I help organize a contra dance in a crowded dance hall, and we've been considering using far UVC to clean the air, reducing infection risk from COVID, flu, and other airborne pathogens. We recently polled the group, and far UVC was very popular, so I think it's likely we'll roll it out. But how should we position the lights?
When I first looked into this, with help from UV researcher Vivian Belenky at the Columbia Center for Radiological Research, they used the OSLUV modeling tool to estimate the efficacy of four lamps on portable 10ft stands, one in each corner. As I started looking into the logistics of setting this up, however, having tall stands on the dance floor seemed difficult to do without some combination of taking up a bunch of floor space and providing a tripping hazard.
Instead of putting them in the corners, a single tall stand in the middle of the stage would be a lot more practical logistically. But would having four lamps so close together be an exposure risk? And how much air cleaning efficacy would we lose?
I prepared two scenarios in the modeling tool, each with four Aerolamps in a 66ft x 40ft x 23ft room. The first case is the one Vivian and I had worked in, with a lamp 10ft up in each corner (config):
The second is what I'd prefer to do, four lamps at the front of the stage, 13ft up (10ft stand + stage height) in the center (config):
On safety, the modeling software evaluates against ANSI/IES RP-27.1-22 using ACGIH (2022) TLVs for 222 nm, and both scenarios are well below limits, even standing in the part of the floor with the highest exposure. [1]
On efficacy, average fluence was 0.289 uW/cm2 (stage) vs 0.306 uW/cm2 (corners), a 5.6% decrease. [2] This is small enough that I think we should go with the logistically easier one, and put them on a single stand on stage.
[1] Specifically, measured over an 8hr period, it estimates maximum
skin and eye doses as:
| Corners | Stage | |
|---|---|---|
| Skin | 16.68 mJ/cm2 | 26.08 mJ/cm2 |
| Eye | 30.41 mJ/cm2 | 39.45 mJ/cm2 |
These are low enough that they'd be safe even for full days: the place where any of these scenarios gets closest to the limit is eye exposure in the stage scenario, and that would require ~30hr of continuous exposure to reach the 8-hour TLV.
Of course if you are moving around the room, as dancers do, your dose is far lower, because you won't be in the single worst place the whole time. The weighted skin and eye doses, again for an 8hr period, are:
| Corners | Stage | |
|---|---|---|
| Skin | 0.12 mJ/cm2 | 0.18 mJ/cm2 |
| Eye | 0.62 mJ/cm2 | 0.81 mJ/cm2 |
[2] The actual effects on pathogens are not linear in average fluence, however, because there are two effects working in opposite directions:
Some pathogens are inactivated with very low levels of UV, and the coverage pattern in the stage case has more areas with no coverage than in the corners case.
Other pathogens are only affected at higher levels, and the maximum fluence in the stage case is higher.
The OSLUV tool gives estimates that translate the full fluence distribution into inactivation to account for these effects. The overall impact, however, was very small (sheet). I saw decreases of the UV equivalent CADR of 5.7% for bacteria, 5.7% for coronaviruses, 5.1% for influenza, and 6.9% for phages.

Exercises:
1 – Answer these questions from the text on placing far UVC lamps:
(a) How high up are the lamps placed in the stage scenario?
(b) What average fluence did the corners scenario give?
(c) By what percentage did the UV equivalent CADR for influenza decrease?
2 – Repeat the passage of the far UVC text that begins at the words "I help organize" and stops after the words "position the lights?".

[Saved entries]
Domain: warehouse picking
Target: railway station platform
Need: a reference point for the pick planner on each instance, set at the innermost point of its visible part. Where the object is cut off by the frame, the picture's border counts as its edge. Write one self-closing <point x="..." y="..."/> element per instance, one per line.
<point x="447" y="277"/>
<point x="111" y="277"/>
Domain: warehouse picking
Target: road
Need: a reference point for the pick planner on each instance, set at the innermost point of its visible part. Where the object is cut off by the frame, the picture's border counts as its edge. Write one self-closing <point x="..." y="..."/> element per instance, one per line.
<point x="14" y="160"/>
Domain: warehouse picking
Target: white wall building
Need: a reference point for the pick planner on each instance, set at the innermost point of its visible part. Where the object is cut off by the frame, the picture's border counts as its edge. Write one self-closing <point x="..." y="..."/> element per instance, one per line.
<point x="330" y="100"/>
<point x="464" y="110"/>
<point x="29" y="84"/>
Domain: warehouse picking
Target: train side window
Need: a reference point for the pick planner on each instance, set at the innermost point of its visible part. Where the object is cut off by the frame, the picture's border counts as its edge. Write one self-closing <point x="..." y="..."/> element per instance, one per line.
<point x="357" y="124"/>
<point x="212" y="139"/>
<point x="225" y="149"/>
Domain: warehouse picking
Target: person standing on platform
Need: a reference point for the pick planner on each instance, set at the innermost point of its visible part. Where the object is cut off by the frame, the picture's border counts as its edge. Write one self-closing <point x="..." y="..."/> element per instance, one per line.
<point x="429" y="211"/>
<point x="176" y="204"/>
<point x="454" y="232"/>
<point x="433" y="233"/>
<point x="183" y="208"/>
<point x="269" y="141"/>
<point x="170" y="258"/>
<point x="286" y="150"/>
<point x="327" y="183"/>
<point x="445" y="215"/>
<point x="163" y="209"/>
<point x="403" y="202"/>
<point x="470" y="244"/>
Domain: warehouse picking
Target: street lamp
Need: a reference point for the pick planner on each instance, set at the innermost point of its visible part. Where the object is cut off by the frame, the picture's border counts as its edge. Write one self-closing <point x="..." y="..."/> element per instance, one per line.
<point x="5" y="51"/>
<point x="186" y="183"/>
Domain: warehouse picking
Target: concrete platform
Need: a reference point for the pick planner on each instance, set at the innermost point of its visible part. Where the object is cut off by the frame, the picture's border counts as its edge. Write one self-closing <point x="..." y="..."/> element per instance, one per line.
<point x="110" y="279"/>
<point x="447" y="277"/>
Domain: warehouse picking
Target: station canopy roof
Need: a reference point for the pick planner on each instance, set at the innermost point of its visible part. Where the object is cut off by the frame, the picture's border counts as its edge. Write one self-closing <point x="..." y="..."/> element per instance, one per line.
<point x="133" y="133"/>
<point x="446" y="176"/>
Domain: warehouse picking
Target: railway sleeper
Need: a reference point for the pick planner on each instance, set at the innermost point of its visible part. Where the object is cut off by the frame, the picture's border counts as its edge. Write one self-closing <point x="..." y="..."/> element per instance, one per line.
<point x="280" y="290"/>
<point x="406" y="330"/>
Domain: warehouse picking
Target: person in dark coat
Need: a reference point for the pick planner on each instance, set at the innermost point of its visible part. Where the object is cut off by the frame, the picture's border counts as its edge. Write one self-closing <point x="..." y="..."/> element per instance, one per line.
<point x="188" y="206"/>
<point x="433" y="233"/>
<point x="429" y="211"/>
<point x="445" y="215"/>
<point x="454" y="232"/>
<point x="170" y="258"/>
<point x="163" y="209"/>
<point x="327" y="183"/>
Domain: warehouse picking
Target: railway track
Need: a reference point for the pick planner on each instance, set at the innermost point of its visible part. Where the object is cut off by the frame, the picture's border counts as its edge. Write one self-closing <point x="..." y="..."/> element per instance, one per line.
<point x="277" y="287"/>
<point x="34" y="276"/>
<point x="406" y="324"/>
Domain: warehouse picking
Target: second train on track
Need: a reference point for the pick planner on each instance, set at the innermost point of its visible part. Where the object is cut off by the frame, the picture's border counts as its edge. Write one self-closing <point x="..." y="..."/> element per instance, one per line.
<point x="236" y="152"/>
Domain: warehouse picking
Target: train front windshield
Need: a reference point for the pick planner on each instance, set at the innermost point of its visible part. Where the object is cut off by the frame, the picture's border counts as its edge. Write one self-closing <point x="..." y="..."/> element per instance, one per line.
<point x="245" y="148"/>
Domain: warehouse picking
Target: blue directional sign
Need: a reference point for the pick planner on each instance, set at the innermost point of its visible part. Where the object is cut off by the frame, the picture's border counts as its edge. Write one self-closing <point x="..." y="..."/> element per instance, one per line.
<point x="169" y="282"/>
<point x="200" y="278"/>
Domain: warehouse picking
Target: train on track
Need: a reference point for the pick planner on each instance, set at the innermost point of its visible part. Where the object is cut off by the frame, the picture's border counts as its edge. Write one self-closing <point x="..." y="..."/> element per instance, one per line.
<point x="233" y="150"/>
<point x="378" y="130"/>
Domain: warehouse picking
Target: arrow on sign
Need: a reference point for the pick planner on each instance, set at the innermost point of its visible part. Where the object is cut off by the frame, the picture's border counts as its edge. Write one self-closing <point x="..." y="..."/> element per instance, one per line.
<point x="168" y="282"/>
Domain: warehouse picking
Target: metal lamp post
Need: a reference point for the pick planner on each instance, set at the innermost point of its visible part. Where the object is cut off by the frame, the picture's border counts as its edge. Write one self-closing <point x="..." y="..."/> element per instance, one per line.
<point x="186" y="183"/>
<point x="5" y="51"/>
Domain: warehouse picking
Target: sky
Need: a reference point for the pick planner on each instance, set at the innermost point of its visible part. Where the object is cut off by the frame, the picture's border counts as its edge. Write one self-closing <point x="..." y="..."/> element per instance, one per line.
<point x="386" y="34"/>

Answer set:
1 –
(a) 13ft up (a 10ft stand plus the stage height).
(b) 0.306 uW/cm2.
(c) 5.1%.

2 –
I help organize a contra dance in a crowded dance hall, and we've been considering using far UVC to clean the air, reducing infection risk from COVID, flu, and other airborne pathogens. We recently polled the group, and far UVC was very popular, so I think it's likely we'll roll it out. But how should we position the lights?